> [Directions] Output nothing but the lines from the line with "collared shirt shown in the photo above." through the end of the listing below, both ends included.

### Excerpted data ###

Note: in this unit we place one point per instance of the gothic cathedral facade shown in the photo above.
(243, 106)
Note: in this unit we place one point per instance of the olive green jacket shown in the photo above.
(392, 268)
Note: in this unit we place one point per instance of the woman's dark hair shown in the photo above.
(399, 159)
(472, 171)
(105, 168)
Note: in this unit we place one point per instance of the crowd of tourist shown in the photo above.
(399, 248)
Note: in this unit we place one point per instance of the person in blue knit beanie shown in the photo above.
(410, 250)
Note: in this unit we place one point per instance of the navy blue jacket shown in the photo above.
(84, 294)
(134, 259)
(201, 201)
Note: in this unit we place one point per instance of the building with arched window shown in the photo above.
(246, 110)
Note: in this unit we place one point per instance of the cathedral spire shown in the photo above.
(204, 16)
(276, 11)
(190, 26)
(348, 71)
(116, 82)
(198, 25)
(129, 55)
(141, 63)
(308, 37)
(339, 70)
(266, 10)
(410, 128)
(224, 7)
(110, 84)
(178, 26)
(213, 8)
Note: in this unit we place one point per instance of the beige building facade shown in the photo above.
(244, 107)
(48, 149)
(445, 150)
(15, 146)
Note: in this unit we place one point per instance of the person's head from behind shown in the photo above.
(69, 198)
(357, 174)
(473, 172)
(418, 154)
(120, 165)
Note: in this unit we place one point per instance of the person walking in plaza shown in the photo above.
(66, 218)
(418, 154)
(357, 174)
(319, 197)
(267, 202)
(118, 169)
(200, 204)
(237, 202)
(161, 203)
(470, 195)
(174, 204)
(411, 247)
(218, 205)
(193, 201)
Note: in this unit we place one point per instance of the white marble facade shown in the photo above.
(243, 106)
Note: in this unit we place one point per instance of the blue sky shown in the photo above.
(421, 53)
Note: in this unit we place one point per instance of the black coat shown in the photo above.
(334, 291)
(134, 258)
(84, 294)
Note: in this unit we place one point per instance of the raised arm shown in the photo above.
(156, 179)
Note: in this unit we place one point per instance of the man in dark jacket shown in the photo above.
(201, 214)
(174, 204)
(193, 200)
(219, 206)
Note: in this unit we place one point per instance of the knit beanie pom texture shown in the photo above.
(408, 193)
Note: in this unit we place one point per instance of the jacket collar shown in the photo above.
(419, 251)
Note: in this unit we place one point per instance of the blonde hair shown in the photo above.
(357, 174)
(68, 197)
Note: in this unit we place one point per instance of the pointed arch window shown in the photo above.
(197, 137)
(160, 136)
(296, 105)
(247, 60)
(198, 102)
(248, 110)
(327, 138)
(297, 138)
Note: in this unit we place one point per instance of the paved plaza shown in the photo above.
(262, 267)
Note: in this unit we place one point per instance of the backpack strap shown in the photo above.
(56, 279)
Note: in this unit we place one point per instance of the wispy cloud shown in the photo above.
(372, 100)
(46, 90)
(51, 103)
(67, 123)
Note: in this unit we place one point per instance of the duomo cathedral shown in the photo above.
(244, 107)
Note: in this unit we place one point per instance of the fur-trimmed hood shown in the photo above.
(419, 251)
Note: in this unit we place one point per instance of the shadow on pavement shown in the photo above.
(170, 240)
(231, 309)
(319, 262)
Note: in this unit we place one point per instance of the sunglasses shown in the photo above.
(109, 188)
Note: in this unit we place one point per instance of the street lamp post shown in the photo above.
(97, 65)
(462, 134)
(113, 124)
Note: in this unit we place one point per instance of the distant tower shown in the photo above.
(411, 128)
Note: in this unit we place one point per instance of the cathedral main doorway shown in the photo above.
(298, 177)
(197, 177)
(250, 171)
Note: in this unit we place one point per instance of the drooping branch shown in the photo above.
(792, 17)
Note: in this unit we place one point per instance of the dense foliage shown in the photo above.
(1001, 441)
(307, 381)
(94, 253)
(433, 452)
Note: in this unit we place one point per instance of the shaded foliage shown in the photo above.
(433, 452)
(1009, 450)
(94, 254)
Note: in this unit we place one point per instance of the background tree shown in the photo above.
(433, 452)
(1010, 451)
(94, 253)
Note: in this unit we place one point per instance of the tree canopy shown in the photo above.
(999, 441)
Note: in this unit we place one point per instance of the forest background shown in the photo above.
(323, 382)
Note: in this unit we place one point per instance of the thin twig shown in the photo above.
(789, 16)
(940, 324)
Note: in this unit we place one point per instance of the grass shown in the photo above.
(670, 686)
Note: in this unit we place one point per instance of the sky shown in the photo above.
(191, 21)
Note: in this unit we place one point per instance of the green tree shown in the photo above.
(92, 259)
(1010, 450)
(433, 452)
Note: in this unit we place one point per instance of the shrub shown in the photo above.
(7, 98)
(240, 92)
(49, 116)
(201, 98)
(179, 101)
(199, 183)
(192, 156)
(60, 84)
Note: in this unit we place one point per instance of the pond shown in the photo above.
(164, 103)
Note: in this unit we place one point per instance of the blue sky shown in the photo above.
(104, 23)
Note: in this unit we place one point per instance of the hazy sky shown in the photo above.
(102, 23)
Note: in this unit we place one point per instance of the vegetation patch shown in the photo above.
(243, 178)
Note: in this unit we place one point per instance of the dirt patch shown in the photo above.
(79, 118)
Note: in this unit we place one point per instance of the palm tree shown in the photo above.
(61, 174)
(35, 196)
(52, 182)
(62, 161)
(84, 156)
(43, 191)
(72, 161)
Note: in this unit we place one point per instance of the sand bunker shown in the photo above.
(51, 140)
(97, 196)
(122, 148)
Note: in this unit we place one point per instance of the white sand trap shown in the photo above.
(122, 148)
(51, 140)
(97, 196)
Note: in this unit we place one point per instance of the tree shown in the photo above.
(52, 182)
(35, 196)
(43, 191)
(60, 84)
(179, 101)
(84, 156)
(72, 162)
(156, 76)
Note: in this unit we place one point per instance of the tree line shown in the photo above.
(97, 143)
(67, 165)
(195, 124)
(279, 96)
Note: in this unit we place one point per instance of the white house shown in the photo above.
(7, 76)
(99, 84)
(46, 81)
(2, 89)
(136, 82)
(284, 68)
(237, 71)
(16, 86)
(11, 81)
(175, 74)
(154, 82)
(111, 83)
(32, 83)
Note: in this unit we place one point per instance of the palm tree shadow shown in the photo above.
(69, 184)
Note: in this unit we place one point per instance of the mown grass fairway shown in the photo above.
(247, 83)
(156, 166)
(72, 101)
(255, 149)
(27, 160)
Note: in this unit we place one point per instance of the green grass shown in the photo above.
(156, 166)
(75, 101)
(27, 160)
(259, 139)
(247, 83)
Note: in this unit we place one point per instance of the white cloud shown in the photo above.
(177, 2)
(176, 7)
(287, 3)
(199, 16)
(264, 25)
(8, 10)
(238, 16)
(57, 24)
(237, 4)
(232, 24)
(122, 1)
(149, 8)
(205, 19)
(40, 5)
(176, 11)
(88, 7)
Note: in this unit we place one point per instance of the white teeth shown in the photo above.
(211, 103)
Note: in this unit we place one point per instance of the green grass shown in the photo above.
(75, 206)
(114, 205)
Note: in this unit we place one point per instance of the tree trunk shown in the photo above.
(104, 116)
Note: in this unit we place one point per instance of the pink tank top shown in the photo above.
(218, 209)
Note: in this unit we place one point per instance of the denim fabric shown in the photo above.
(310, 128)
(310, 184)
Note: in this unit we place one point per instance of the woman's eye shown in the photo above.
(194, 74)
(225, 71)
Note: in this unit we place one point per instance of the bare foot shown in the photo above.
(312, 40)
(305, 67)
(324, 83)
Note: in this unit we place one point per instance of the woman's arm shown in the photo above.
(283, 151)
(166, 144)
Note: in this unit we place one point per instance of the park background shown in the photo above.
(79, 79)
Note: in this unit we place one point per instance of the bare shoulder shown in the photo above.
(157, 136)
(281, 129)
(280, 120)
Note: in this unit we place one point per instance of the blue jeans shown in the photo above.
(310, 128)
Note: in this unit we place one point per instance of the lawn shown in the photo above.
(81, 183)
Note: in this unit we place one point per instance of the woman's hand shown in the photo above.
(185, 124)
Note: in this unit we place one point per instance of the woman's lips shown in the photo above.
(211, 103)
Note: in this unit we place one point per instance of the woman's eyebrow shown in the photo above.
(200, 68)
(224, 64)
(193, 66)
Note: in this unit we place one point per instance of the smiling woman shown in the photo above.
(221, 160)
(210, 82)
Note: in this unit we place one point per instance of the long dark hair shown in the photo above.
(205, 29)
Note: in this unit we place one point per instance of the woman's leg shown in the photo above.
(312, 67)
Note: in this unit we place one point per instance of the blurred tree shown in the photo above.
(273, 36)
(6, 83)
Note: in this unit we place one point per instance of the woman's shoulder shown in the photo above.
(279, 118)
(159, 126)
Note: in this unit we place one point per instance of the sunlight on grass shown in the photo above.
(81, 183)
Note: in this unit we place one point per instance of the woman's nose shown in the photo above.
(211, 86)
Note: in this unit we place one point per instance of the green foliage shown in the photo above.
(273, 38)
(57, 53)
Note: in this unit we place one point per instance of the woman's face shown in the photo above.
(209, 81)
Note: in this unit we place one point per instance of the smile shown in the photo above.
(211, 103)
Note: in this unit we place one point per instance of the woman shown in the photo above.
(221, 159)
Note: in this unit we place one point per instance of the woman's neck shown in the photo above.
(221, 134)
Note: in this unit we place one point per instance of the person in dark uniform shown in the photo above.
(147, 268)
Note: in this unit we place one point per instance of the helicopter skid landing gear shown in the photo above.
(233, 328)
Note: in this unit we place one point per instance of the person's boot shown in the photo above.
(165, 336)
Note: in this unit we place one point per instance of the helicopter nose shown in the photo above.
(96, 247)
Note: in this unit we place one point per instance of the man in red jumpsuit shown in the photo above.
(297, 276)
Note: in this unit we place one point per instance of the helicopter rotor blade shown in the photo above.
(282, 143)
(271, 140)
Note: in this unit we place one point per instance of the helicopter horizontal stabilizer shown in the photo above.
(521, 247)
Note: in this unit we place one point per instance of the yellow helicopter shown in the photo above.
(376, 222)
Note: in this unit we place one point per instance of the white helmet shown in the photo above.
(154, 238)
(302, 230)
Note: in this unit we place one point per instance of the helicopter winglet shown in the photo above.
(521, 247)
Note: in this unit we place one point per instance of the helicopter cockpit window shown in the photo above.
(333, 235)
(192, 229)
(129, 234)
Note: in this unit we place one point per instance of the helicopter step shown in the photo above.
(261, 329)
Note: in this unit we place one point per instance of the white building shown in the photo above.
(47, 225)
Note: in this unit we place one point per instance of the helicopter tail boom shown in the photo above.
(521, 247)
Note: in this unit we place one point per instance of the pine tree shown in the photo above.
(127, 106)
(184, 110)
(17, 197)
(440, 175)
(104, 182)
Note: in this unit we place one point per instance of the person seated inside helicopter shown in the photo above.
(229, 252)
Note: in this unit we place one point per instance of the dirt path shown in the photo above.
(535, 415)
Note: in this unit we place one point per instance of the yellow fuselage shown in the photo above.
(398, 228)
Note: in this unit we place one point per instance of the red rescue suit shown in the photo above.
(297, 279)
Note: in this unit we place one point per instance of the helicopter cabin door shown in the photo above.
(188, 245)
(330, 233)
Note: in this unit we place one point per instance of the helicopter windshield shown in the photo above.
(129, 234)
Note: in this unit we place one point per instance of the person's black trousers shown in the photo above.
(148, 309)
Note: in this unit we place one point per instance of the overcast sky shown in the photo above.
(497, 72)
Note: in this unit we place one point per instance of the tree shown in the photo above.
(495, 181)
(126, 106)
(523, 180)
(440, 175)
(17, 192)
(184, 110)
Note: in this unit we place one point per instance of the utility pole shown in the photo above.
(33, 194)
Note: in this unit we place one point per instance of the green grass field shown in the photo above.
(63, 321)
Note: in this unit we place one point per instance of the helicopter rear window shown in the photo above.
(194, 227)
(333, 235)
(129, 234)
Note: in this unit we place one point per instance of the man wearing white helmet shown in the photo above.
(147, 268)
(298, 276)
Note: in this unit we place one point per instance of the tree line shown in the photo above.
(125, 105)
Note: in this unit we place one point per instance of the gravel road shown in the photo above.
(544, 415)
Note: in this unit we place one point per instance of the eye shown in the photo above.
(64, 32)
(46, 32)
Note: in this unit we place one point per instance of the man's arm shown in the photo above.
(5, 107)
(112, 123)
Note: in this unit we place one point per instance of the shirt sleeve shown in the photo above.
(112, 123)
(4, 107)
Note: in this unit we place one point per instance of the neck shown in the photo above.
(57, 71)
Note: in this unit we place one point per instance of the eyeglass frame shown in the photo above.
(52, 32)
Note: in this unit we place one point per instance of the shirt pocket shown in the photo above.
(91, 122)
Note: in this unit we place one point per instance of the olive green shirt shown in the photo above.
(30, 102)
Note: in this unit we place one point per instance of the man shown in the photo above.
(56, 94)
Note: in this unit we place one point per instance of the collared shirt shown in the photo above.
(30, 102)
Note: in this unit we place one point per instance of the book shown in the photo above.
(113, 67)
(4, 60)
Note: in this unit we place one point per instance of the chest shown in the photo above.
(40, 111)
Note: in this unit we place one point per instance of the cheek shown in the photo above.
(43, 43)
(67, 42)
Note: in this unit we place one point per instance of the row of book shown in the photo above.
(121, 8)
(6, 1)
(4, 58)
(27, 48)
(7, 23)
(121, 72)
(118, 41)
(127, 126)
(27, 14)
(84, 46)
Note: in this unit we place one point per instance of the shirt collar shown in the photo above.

###

> [Task output]
Note: in this unit we place one point per instance of the collared shirt shown in the photo above.
(30, 102)
Note: in this unit we place one point per instance of the book shown in the photo above.
(113, 67)
(4, 60)
Note: in this unit we place one point per instance of the chest shown in the photo above.
(40, 111)
Note: in this unit we place one point per instance of the cheek shown in the photo above.
(43, 43)
(67, 42)
Note: in this unit we place one point per instance of the row of book shown in the photo above.
(121, 8)
(6, 1)
(4, 58)
(27, 48)
(7, 23)
(121, 72)
(118, 41)
(127, 126)
(27, 14)
(84, 46)
Note: in this unit we place one point per instance of the shirt collar shown in the photo above.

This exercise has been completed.